- **What you are asked to do**
Please continue the article on sooty bark disease in Victoria's sycamore maples, starting after its last sentence.

- **Given text**
-.-.-

It’s an invasive disease that has been found throughout Europe in the form of a fungus that grows within the wood of the tree. On Thursday, that tree in James Bay was being cut down.

“It produces an immense amount of spores,” said Tanney.

Tanney says the fungus is capable of producing 170 million spores in a single centimetre of bark, trillions of spores on a single tree.

“Over time they gradually wear and they are blown around by the wind,” said Tanney. “They can affect new trees by landing on wounds.”

Sycamore maples were brought to the West Coast from Europe to be ornamental trees. Scientists say the newly found fungus can lay dormant for years and only attacks when a tree is stressed from environmental factors.

“These disease waves typically follow droughts and heatwaves,” said Tanney.

Following the heat dome that gripped Western Canada in the summer of 2022, researchers began seeing signs of the disease throughout the Pacific Northwest.

There are roughly 250 sycamores in Greater Victoria. Thirty of those have been identified as being infected with sooty bark disease.

Now researchers are trying to figure out an important next step: “Whether or not this fungus can actually infect and cause disease in our native maple species, such as big-leaf maple and vine maple,” said Tanney.

-.-.-

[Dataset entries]
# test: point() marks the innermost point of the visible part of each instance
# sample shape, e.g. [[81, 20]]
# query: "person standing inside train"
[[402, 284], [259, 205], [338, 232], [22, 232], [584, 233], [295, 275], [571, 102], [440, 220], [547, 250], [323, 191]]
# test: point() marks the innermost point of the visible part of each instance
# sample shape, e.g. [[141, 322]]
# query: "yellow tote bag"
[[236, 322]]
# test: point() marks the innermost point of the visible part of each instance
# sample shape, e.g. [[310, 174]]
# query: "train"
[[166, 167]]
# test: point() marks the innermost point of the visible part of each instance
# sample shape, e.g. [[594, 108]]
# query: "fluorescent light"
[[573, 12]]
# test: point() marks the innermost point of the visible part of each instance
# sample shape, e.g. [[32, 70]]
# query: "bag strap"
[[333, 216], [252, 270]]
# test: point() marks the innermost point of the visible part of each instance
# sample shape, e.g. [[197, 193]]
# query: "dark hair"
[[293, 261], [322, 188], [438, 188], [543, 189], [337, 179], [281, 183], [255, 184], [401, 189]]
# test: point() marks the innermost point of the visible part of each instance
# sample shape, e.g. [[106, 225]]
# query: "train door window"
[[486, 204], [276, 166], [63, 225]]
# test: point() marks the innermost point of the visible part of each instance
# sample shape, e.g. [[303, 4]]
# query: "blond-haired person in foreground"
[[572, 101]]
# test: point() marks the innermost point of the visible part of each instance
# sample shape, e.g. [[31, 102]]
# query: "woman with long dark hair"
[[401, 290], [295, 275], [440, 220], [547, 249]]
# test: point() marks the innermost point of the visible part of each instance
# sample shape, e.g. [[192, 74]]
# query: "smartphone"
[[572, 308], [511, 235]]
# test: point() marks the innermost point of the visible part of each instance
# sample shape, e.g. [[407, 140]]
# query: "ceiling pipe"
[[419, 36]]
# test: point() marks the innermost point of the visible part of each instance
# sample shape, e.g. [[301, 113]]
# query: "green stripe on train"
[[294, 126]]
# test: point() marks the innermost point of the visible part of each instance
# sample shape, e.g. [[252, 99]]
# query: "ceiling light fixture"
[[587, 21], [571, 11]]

-.-.-

- **Task output**
Currently, the Pacific Forestry Centre is conducting a greenhouse experiment hoping to find the answer to that question.

“Around this time next year, we will have the answer to that,” said Tanney.

“We need people, in fact, to help us to find these trees, to tell us 'I have a tree in front of my house and it doesn’t look good,'” said Nicolas Feau, a research scientist with the Canadian Forest Service.

An infected maple tree will have dark spores resembling soot on its bark. In the spring, dead patches may become apparent in the form of wilting leaves.

Scientists with the Canadian Forest Service is asking anyone seeing those signs on their trees to contact them, in hopes of stopping the spread.